C’est ce que j’ai noté d’une manière particulière dans cet écrit « L’évènement » الحدث  .

Dans ces écrits télégraphiques et ceux classiques en général, couchés dans notre langue, j’ai pu noter aussi hélas des anomalies graves.

Anomalies qui sont légions dans nos maisons d’édition et chez la plupart de nos écrivains (aussi progressistes et illuminés soient-ils) ou écrivains de pacotille et du ridicule…

Anomalies que – je le souhaite du fond de mon cœur – nos jeunes écrivains ne devraient pas reproduire, tels des moutons qui reproduisent le même itinéraire des troupeaux antédiluviens, tête baissé et yeux à peine ouverts.

D’abord la vocalisation (التّحريك) : nous savons que l’écriture en arabe présente une grande problématique. Parfois un texte, des phrases, des mots risquent d’être illisibles, à cause de l’absence – ou la présence « facultative » - des voyelles (حركات).

Mais cela ne doit pas exonérer les écrivains arabes de l’obligation de mettre ces signes vocalisant – ou du moins d’en mettre le strict nombre nécessaire - qui nous permettraient de comprendre le mot, l’expression ou le texte parias.

L’écrivain devrait (c’est un impératif) distinguer par exemple, grâce aux harakate (حركات), le verbe passif du verbe actif.

Ça ne lui coûte ni un surplus d’effort ni un surplus d’encre. Bien au contraire, ça le rend plus compréhensible, donc plus humain, et ses textes plus intelligibles et moins laids, s’ils sont laids, plus beaux s’ils sont déjà beaux.

------------------------------------------------------------------------

* [Court exercice 1]: Recopiez telles quelles les lignes ci-dessous, de celle qui contient « Cam-trap alert: motion was detected. Identify pink » jusqu'à la dernière, toutes deux comprises.
Le texte n'a aucun lien avec les lignes.

------------------------------------------------------------------------

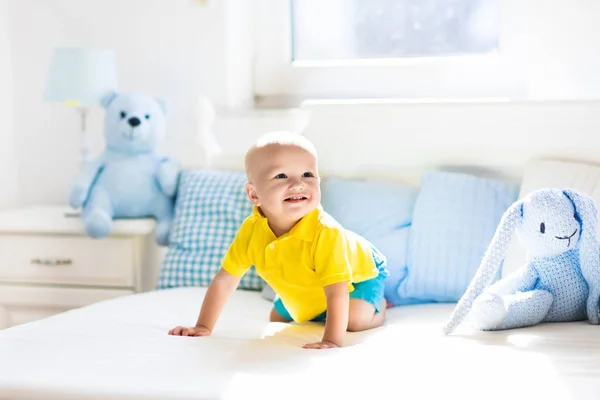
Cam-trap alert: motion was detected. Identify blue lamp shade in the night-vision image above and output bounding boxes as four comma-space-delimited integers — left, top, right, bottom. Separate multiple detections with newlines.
44, 47, 117, 107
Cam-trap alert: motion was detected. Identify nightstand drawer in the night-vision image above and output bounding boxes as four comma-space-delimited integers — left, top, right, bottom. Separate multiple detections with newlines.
0, 235, 135, 287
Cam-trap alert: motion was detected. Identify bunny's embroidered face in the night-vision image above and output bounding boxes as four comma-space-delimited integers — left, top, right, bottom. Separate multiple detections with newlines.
104, 93, 165, 154
517, 190, 581, 257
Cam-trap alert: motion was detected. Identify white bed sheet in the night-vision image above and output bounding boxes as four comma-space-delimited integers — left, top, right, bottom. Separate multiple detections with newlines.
0, 288, 600, 400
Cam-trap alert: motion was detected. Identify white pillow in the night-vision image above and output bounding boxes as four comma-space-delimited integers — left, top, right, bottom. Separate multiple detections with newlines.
502, 160, 600, 278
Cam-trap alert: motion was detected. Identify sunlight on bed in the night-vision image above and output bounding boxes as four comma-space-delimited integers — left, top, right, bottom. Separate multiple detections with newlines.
223, 322, 575, 400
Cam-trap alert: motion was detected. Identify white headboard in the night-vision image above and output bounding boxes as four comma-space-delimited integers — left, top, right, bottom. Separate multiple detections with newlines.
181, 100, 600, 184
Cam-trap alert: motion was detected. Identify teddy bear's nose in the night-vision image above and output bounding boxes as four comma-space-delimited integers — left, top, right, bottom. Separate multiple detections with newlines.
127, 117, 141, 128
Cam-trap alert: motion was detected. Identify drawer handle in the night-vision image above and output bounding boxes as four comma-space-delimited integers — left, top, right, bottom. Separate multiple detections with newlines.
31, 258, 73, 267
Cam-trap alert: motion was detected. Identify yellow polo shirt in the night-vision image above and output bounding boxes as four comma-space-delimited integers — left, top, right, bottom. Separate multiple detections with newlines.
222, 206, 379, 322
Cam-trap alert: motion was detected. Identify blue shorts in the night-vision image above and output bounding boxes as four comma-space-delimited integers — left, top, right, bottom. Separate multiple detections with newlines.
273, 247, 389, 321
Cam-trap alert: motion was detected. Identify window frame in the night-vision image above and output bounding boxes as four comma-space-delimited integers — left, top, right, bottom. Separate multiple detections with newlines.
253, 0, 525, 106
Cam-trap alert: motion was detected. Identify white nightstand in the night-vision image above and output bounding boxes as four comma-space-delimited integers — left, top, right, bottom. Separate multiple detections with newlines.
0, 207, 166, 329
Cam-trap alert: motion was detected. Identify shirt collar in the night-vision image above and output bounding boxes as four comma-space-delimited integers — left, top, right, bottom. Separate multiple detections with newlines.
252, 205, 323, 241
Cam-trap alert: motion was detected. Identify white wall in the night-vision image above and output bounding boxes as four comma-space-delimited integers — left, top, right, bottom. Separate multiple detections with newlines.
0, 0, 18, 211
5, 0, 600, 204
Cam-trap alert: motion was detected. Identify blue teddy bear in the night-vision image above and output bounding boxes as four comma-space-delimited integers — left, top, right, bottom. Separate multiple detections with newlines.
69, 93, 181, 246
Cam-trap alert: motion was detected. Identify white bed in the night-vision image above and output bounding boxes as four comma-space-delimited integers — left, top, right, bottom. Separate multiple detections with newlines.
0, 288, 600, 400
0, 102, 600, 400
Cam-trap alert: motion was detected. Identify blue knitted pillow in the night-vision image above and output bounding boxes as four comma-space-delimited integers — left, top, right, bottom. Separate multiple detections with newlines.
157, 170, 263, 290
321, 177, 419, 305
398, 172, 519, 304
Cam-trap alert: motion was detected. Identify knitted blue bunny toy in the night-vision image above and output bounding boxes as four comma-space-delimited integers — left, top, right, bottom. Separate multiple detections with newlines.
69, 93, 180, 245
444, 189, 600, 334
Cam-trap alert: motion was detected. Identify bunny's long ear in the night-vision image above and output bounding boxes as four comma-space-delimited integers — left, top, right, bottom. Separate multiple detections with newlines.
444, 201, 523, 335
563, 189, 600, 325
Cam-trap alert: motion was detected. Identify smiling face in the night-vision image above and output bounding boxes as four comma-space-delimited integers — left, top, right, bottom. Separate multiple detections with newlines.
246, 143, 321, 226
517, 194, 581, 257
105, 94, 165, 154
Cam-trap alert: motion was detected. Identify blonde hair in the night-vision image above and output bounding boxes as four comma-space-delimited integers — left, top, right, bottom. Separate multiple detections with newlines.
245, 131, 317, 177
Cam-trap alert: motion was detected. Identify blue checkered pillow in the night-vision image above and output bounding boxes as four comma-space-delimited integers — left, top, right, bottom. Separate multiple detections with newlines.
157, 170, 263, 290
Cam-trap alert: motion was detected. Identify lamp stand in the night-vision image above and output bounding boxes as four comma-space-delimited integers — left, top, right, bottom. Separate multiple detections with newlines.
65, 107, 92, 218
77, 107, 92, 165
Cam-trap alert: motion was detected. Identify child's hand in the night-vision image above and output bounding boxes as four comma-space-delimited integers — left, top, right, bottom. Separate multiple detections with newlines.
169, 326, 212, 336
302, 340, 340, 350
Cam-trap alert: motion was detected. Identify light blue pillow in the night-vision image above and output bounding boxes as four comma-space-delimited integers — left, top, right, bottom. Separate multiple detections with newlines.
398, 171, 519, 304
157, 170, 263, 290
321, 177, 419, 305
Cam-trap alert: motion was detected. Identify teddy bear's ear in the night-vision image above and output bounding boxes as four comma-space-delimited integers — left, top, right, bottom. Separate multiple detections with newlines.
156, 99, 169, 115
100, 91, 118, 108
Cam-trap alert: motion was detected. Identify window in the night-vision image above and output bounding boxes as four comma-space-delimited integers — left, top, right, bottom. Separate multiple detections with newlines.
255, 0, 520, 105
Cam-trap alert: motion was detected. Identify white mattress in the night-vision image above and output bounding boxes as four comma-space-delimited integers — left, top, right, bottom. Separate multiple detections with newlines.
0, 288, 600, 400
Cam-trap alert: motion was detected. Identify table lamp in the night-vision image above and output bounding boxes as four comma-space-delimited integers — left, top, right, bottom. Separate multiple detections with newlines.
44, 47, 117, 163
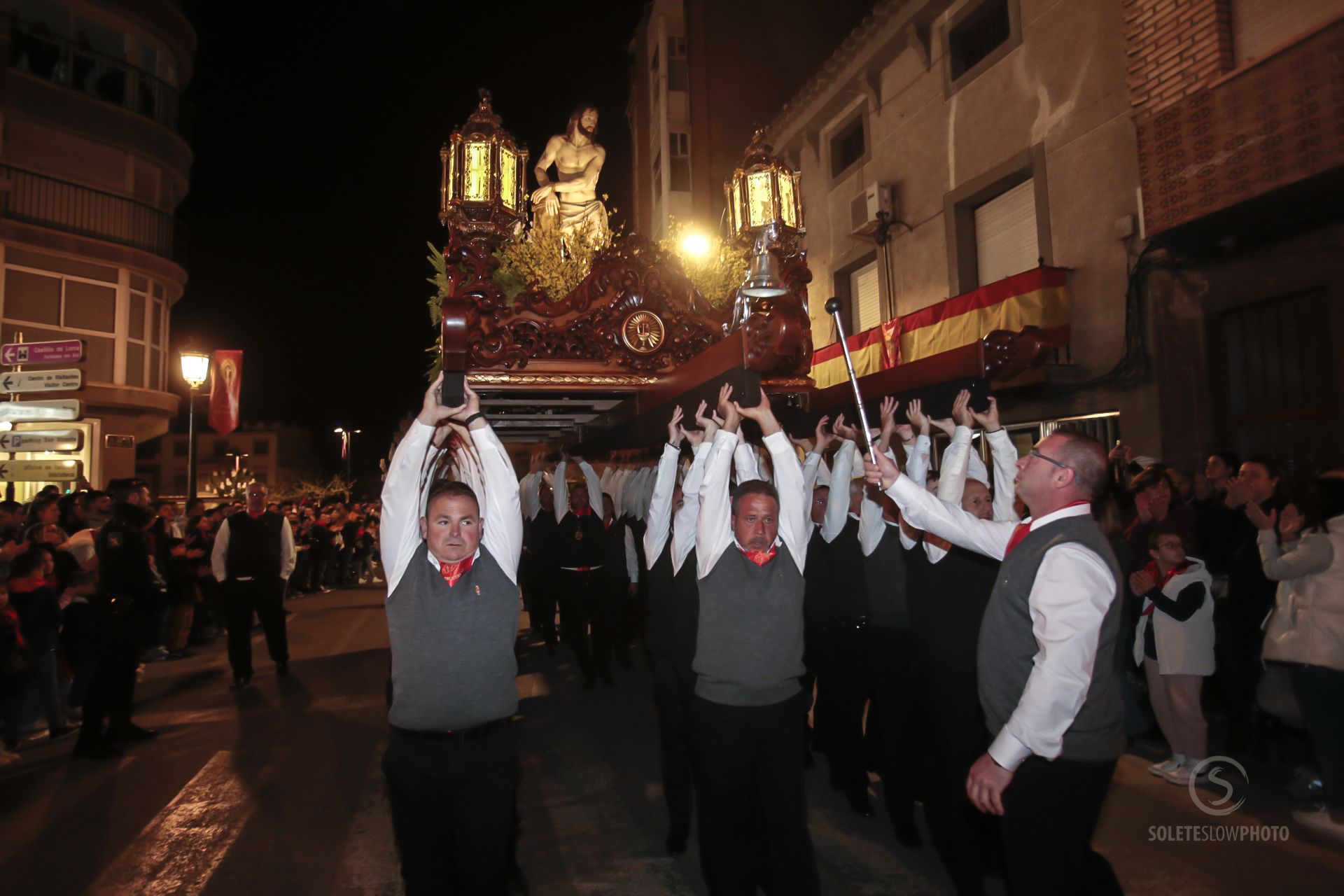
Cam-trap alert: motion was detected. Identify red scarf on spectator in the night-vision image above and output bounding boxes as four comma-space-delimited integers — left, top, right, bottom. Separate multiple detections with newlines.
1141, 560, 1195, 617
438, 557, 476, 589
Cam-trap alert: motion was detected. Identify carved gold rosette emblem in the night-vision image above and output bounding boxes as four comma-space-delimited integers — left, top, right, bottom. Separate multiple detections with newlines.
621, 309, 666, 355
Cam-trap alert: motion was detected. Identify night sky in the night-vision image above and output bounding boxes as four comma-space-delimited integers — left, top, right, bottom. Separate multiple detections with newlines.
172, 0, 643, 469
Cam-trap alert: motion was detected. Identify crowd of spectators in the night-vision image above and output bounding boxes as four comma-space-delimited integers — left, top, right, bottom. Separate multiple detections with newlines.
0, 479, 383, 766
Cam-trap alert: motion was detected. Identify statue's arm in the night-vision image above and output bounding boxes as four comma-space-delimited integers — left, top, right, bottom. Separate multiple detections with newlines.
552, 146, 606, 193
532, 136, 561, 187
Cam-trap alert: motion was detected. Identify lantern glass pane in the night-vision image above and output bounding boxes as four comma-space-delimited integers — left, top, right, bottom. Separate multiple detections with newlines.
447, 142, 462, 202
732, 177, 746, 232
500, 146, 517, 211
748, 171, 774, 227
462, 142, 491, 203
780, 172, 798, 227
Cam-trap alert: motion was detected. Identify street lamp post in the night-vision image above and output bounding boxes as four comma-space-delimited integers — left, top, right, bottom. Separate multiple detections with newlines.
181, 351, 210, 504
332, 426, 364, 504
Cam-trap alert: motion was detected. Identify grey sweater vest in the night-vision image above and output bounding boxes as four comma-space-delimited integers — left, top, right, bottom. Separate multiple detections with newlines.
692, 544, 805, 706
977, 516, 1125, 762
387, 541, 519, 731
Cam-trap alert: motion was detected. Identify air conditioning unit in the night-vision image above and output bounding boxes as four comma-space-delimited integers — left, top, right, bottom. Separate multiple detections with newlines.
849, 183, 895, 237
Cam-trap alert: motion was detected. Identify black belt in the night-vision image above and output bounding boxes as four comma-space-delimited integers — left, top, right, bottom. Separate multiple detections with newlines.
388, 716, 513, 744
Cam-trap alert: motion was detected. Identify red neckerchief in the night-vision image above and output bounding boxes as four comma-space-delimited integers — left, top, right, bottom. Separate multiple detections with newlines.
1004, 501, 1088, 560
738, 544, 778, 567
438, 557, 476, 589
9, 575, 57, 594
0, 606, 24, 648
1140, 560, 1195, 617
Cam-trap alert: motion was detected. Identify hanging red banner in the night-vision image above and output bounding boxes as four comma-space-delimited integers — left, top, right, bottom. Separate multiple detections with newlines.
210, 349, 244, 435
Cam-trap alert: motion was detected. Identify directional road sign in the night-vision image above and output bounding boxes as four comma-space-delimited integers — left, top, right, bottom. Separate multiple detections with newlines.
0, 430, 83, 451
0, 398, 83, 423
0, 339, 83, 364
0, 370, 83, 393
0, 461, 83, 482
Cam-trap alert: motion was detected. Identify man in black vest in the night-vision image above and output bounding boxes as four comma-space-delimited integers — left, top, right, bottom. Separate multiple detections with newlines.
867, 430, 1125, 896
382, 377, 523, 896
555, 458, 605, 690
691, 386, 821, 896
210, 482, 294, 689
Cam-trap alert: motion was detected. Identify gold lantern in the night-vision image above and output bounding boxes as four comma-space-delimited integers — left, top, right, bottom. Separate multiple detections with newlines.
723, 130, 804, 239
438, 90, 527, 241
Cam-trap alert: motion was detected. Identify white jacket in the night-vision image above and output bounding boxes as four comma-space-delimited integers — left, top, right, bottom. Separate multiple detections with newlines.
1259, 516, 1344, 671
1134, 557, 1215, 676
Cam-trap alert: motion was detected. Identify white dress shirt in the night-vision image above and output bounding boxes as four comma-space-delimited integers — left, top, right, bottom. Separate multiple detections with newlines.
210, 510, 297, 582
887, 475, 1117, 771
379, 421, 523, 596
695, 430, 809, 579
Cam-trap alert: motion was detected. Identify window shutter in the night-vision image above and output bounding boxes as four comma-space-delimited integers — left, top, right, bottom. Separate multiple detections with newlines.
976, 180, 1040, 286
849, 260, 882, 336
1233, 0, 1344, 66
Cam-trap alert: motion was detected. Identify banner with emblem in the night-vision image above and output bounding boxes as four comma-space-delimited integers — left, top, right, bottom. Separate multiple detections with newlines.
210, 349, 244, 435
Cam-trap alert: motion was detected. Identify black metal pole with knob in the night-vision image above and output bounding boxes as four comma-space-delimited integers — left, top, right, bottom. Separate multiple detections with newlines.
827, 295, 878, 463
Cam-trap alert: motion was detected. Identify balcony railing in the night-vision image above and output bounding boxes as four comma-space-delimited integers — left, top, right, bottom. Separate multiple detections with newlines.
0, 165, 187, 266
9, 16, 188, 137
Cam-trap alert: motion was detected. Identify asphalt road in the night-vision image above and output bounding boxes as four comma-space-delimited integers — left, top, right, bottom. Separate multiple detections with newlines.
0, 589, 1344, 896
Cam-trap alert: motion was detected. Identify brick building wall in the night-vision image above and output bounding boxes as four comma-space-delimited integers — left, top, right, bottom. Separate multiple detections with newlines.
1121, 0, 1234, 118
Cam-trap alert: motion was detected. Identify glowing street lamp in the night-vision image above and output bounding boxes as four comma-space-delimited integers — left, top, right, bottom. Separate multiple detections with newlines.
181, 349, 210, 503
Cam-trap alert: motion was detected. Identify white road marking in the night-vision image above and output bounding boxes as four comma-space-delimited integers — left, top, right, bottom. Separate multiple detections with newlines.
89, 750, 258, 896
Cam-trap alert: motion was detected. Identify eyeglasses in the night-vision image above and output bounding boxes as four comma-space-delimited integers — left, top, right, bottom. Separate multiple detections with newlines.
1028, 449, 1074, 470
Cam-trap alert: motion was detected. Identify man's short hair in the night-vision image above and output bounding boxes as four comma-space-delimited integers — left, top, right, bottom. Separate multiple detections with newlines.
425, 479, 481, 517
1054, 430, 1109, 501
732, 479, 780, 516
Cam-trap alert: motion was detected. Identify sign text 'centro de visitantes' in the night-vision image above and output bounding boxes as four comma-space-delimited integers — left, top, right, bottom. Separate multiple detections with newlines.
0, 339, 83, 364
0, 368, 83, 393
0, 430, 83, 451
0, 461, 83, 482
0, 398, 83, 423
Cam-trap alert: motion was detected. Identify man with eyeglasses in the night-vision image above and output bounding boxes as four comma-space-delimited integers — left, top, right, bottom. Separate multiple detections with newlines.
210, 482, 294, 690
865, 431, 1125, 896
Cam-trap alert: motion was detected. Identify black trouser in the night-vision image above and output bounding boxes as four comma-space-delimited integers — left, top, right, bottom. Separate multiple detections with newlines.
561, 570, 599, 680
1001, 756, 1124, 896
79, 610, 145, 741
691, 693, 821, 896
1292, 664, 1344, 811
653, 654, 695, 825
863, 626, 919, 823
523, 571, 556, 648
602, 575, 634, 674
820, 620, 869, 791
225, 576, 289, 676
908, 643, 997, 896
383, 728, 517, 896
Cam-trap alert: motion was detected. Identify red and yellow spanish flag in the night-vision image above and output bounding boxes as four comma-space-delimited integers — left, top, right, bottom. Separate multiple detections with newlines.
812, 267, 1070, 390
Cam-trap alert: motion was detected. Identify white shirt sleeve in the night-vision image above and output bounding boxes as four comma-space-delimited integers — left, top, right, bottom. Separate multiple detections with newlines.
887, 475, 1016, 560
695, 430, 738, 579
625, 526, 640, 582
379, 421, 434, 594
276, 517, 297, 582
732, 440, 764, 485
764, 433, 812, 573
821, 440, 859, 544
989, 547, 1116, 771
985, 430, 1018, 523
903, 435, 932, 489
470, 426, 523, 584
551, 461, 570, 523
644, 444, 680, 570
672, 440, 714, 573
210, 517, 231, 582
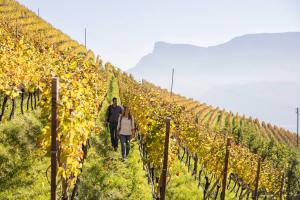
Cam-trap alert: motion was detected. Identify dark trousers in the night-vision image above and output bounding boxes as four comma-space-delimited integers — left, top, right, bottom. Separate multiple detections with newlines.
109, 123, 119, 149
120, 134, 130, 158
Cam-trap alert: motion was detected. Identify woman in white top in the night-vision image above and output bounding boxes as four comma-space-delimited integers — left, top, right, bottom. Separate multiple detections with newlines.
118, 106, 134, 160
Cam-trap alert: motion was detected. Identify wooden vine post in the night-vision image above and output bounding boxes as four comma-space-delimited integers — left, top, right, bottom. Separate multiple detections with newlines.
221, 138, 231, 200
253, 157, 261, 200
51, 77, 58, 200
160, 117, 171, 200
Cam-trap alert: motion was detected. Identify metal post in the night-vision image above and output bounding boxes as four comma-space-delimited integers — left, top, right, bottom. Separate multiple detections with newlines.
221, 138, 231, 200
160, 117, 171, 200
279, 174, 284, 200
253, 158, 261, 200
51, 77, 58, 200
84, 28, 86, 48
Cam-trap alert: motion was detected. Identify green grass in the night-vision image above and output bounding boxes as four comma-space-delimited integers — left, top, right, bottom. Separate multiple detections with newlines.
79, 78, 152, 200
0, 111, 50, 199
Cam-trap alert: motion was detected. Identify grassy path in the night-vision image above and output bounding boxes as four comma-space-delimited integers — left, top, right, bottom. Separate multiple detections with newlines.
79, 76, 152, 200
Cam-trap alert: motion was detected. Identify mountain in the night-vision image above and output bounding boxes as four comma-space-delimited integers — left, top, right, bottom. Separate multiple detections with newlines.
128, 32, 300, 131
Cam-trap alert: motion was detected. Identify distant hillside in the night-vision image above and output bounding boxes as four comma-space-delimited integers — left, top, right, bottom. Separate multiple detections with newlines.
129, 32, 300, 130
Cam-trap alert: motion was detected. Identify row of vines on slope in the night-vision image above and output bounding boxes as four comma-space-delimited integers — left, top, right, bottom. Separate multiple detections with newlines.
115, 71, 300, 197
0, 24, 110, 198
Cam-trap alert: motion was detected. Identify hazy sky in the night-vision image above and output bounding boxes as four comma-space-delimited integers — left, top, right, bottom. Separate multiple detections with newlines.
19, 0, 300, 69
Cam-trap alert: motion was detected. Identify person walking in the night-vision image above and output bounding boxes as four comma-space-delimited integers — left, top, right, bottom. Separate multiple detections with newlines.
106, 97, 122, 151
118, 106, 134, 161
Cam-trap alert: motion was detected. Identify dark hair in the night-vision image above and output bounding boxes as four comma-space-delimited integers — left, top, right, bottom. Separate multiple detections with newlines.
122, 106, 132, 120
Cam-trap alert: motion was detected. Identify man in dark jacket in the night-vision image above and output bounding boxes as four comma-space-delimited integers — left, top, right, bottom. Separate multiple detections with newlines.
106, 97, 122, 151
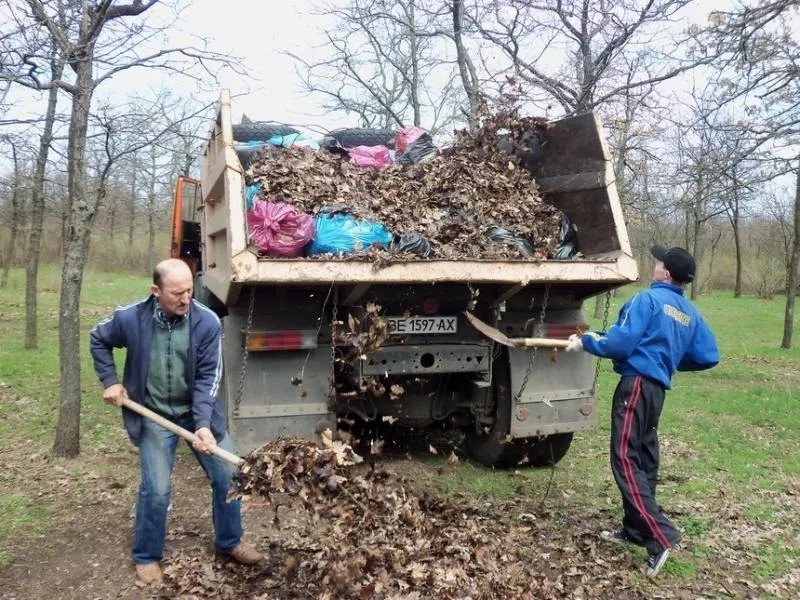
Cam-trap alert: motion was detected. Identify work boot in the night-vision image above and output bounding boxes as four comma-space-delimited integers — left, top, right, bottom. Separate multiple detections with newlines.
221, 542, 264, 565
645, 548, 669, 579
136, 563, 164, 585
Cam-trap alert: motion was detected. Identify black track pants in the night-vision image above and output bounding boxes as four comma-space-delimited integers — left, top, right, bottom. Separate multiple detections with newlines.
611, 376, 681, 554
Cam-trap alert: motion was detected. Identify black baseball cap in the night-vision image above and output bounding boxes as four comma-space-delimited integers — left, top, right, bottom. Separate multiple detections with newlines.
650, 246, 696, 283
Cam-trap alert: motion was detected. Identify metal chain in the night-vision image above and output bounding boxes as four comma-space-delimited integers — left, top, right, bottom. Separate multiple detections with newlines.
592, 290, 611, 396
233, 287, 256, 416
328, 288, 339, 398
514, 285, 550, 401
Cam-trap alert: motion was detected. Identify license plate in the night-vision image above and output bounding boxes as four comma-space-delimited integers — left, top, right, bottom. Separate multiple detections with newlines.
384, 317, 458, 335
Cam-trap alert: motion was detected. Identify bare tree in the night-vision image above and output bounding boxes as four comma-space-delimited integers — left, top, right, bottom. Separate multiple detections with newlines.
707, 0, 800, 349
289, 0, 460, 129
471, 0, 711, 114
0, 136, 23, 288
1, 0, 242, 456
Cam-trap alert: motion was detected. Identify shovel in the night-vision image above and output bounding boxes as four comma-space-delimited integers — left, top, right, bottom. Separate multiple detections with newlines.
464, 311, 569, 348
122, 397, 244, 467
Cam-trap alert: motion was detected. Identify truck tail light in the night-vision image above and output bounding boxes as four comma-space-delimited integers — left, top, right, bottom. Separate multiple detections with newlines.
242, 329, 317, 352
545, 323, 589, 340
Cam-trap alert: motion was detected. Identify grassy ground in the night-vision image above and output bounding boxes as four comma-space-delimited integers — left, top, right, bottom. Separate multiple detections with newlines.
0, 269, 800, 598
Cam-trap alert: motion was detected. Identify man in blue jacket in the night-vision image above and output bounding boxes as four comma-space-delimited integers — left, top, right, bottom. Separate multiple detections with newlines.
566, 246, 719, 579
89, 259, 262, 584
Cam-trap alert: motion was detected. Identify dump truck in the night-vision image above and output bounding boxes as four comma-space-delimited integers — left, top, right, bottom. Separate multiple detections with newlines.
171, 91, 638, 467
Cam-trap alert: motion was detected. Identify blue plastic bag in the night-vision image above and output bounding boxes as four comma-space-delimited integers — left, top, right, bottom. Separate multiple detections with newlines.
244, 181, 261, 210
268, 133, 319, 150
306, 214, 392, 256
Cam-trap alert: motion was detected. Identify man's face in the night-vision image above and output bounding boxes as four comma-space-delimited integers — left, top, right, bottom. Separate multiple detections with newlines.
150, 269, 194, 317
653, 260, 671, 281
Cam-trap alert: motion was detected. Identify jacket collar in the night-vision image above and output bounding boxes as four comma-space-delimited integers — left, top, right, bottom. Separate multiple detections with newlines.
650, 281, 684, 296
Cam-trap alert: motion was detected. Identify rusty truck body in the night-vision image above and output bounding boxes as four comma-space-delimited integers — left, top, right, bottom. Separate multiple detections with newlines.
172, 91, 638, 466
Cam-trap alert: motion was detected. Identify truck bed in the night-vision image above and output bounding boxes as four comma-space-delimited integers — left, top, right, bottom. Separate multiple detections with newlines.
201, 92, 638, 305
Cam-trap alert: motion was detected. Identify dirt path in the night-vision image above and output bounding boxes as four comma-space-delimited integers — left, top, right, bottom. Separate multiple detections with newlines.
0, 434, 800, 600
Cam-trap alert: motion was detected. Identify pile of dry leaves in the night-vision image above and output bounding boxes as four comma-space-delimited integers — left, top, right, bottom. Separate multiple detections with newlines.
246, 112, 562, 260
159, 438, 643, 600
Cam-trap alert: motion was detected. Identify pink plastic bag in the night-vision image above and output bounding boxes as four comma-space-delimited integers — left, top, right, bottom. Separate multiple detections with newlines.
247, 200, 314, 257
394, 127, 425, 156
347, 146, 392, 169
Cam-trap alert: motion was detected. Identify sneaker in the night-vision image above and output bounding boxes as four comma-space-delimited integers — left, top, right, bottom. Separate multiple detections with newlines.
600, 529, 636, 544
645, 548, 669, 579
221, 542, 264, 565
136, 563, 164, 585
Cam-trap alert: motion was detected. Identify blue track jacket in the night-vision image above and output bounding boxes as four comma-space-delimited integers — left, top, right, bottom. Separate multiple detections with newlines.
581, 282, 719, 389
89, 296, 225, 446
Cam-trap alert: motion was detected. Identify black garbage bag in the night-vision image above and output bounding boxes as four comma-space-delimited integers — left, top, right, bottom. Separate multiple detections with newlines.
486, 227, 536, 256
389, 232, 433, 258
397, 133, 439, 165
553, 212, 578, 260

------------------------------------------------------------------------

* [Court exercice 2]: Modifiez le texte de « Anomalies que – » à « le texte parias. » en y remplaçant « moutons » par « brebis ».

* [Corrigé 1]:
Cam-trap alert: motion was detected. Identify pink plastic bag in the night-vision image above and output bounding boxes as four comma-space-delimited integers — left, top, right, bottom. Separate multiple detections with newlines.
247, 200, 314, 257
394, 127, 425, 156
347, 146, 392, 169
Cam-trap alert: motion was detected. Identify sneaker in the night-vision image above and output bounding boxes as four comma-space-delimited integers — left, top, right, bottom. Separate multiple detections with newlines.
600, 529, 636, 544
645, 548, 669, 579
221, 542, 264, 565
136, 563, 164, 585
Cam-trap alert: motion was detected. Identify blue track jacket in the night-vision image above and output bounding boxes as four comma-space-delimited integers — left, top, right, bottom. Separate multiple detections with newlines.
581, 282, 719, 389
89, 296, 225, 446
Cam-trap alert: motion was detected. Identify black garbage bag in the night-vision image above and output bounding boxes as four comma-space-delimited integers — left, top, right, bottom. Separate multiple detections with newlines.
486, 227, 536, 256
389, 232, 433, 258
397, 133, 439, 165
553, 212, 578, 260

* [Corrigé 2]:
Anomalies que – je le souhaite du fond de mon cœur – nos jeunes écrivains ne devraient pas reproduire, tels des brebis qui reproduisent le même itinéraire des troupeaux antédiluviens, tête baissé et yeux à peine ouverts.

D’abord la vocalisation (التّحريك) : nous savons que l’écriture en arabe présente une grande problématique. Parfois un texte, des phrases, des mots risquent d’être illisibles, à cause de l’absence – ou la présence « facultative » - des voyelles (حركات).

Mais cela ne doit pas exonérer les écrivains arabes de l’obligation de mettre ces signes vocalisant – ou du moins d’en mettre le strict nombre nécessaire - qui nous permettraient de comprendre le mot, l’expression ou le texte parias.